Start Dataset

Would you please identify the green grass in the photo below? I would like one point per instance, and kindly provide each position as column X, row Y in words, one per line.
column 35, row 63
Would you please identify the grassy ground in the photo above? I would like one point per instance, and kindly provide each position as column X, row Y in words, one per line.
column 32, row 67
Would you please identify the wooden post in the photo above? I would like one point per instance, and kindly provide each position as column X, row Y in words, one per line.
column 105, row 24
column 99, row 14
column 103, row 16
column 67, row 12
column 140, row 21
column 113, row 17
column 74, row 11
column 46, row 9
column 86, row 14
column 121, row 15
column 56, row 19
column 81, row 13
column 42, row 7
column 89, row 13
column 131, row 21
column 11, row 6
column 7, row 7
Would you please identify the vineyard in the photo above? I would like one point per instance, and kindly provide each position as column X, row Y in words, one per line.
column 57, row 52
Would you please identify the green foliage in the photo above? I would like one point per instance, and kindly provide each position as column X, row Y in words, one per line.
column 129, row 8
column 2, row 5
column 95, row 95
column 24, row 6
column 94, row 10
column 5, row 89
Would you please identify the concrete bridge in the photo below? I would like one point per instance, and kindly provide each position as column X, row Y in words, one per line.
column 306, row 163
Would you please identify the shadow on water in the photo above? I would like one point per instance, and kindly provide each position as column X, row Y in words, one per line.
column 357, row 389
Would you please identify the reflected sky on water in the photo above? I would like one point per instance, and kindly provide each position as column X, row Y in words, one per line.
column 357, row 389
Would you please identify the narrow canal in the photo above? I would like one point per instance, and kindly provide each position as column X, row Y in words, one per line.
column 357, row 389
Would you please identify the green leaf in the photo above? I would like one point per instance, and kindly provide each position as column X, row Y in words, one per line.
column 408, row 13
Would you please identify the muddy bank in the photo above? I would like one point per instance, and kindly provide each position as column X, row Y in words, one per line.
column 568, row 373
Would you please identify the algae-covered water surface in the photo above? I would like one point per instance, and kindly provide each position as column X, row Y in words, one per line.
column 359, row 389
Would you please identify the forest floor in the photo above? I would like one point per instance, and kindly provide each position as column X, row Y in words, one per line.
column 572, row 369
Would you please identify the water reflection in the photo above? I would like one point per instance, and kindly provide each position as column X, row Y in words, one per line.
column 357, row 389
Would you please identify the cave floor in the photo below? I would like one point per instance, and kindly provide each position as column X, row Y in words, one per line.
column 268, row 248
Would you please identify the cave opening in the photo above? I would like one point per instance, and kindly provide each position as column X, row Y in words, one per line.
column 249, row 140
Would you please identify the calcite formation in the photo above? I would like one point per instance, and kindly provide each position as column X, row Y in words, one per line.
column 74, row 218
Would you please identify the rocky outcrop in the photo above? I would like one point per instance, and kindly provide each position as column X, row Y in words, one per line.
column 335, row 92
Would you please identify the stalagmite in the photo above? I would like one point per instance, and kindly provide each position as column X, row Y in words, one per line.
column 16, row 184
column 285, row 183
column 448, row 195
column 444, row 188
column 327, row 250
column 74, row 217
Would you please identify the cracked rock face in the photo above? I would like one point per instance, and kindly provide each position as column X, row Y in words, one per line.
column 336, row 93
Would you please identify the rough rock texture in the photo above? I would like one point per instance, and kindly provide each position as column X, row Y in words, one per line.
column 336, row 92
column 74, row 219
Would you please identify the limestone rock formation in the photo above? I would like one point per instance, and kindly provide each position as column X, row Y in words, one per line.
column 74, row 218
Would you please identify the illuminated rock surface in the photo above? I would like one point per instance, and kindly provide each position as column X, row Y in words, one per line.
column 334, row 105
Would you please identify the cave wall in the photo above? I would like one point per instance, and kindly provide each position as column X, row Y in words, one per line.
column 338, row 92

End Dataset

Rewrite the lines above as a numbered list, leaving out any blank lines.

1. Would you please identify the green grass in the photo below? I would like one point per instance, and kindly provide each position as column X, row Y in words, one per line.
2. column 35, row 63
3. Would you please identify the grassy ground in the photo above? I would like one point per instance, and kindly provide each position as column X, row Y in words, one per line.
4. column 32, row 67
5. Would you please identify the wooden post in the photo above? I would like one point per instance, and kindly provide each position as column X, row Y in words, one per line.
6. column 105, row 24
7. column 99, row 14
8. column 103, row 16
9. column 67, row 12
10. column 140, row 21
11. column 113, row 17
12. column 74, row 11
13. column 46, row 9
14. column 86, row 14
15. column 121, row 15
16. column 56, row 19
17. column 81, row 13
18. column 42, row 7
19. column 89, row 13
20. column 131, row 21
21. column 11, row 6
22. column 7, row 7
23. Would you please identify the vineyard in the photo above? I would like one point per instance, and kindly provide each position as column X, row Y in words, one per line.
24. column 57, row 52
25. Would you please identify the green foliage in the photo above? I would like one point per instance, and kindly provide each position as column X, row Y in words, one per line.
26. column 129, row 8
27. column 2, row 5
28. column 95, row 95
29. column 24, row 6
30. column 94, row 10
31. column 5, row 89
32. Would you please identify the concrete bridge in the photo below? I would like one point per instance, and kindly provide each position as column X, row Y in words, one per line.
33. column 306, row 163
34. Would you please identify the shadow on water in the photo above? I would like one point per instance, and kindly provide each position as column X, row Y in words, one per line.
35. column 357, row 389
36. Would you please identify the reflected sky on water in the photo above? I would like one point per instance, and kindly provide each position as column X, row Y in words, one per line.
37. column 357, row 389
38. Would you please identify the narrow canal in the photo above? I would like one point per instance, and kindly provide each position as column X, row Y in words, one per line.
39. column 357, row 389
40. Would you please identify the green leaf in the photo above? I would like one point per instance, and kindly provide each position as column X, row Y in words, one per line.
41. column 408, row 13
42. Would you please identify the muddy bank in the photo above? I would like one point per instance, and kindly provide each position as column X, row Y in words, one per line.
43. column 568, row 373
44. Would you please identify the algae-covered water surface in the photo above? I would like one point per instance, and kindly provide each position as column X, row Y in words, one per line.
45. column 359, row 389
46. Would you please identify the forest floor in the photo above? I would like one point per instance, and kindly provide each position as column X, row Y in words, one per line.
47. column 572, row 369
48. Would you please identify the water reflection in the photo above? I would like one point per instance, and kindly provide each position as column X, row Y in words, one per line.
49. column 357, row 389
50. Would you please identify the cave floor in the photo below? I would like one point per instance, and kindly provide each position as column X, row Y in words, one per line.
51. column 268, row 248
52. Would you please identify the cave opening in the photo above? I would like one point per instance, and kindly provide each position as column X, row Y in words, one per line.
53. column 249, row 140
54. Would you please identify the calcite formation in the photo above? I would like one point per instance, and kindly provide each position as column X, row Y in words, one per line.
55. column 74, row 218
56. Would you please identify the rocky outcrop in the photo above? I would like one point per instance, and kindly provide each position as column X, row Y in words, one per line.
57. column 335, row 92
58. Would you please identify the stalagmite in the photo above? I would like one point per instance, and kindly provide each position as column X, row Y in words, one per line.
59. column 16, row 184
60. column 285, row 183
61. column 448, row 195
62. column 444, row 188
63. column 327, row 250
64. column 74, row 217
65. Would you please identify the cracked rock face in the photo above? I would like one point per instance, and kindly provide each position as column X, row Y in words, one per line.
66. column 336, row 93
67. Would you please identify the rough rock texture in the photo above? I would like one point per instance, and kindly provide each position as column X, row Y in words, one per line.
68. column 336, row 92
69. column 74, row 219
70. Would you please identify the limestone rock formation in the photo above? I would like one point per instance, and kindly provide each position as column X, row Y in words, one per line.
71. column 74, row 218
72. Would you please identify the illuminated rock surface in the photo above? I would like one point per instance, and kindly provide each position as column X, row Y in words, one per line.
73. column 334, row 105
74. Would you please identify the cave wall in the photo above? I would like one point per instance, and kindly provide each position as column X, row Y in words, one per line.
75. column 338, row 92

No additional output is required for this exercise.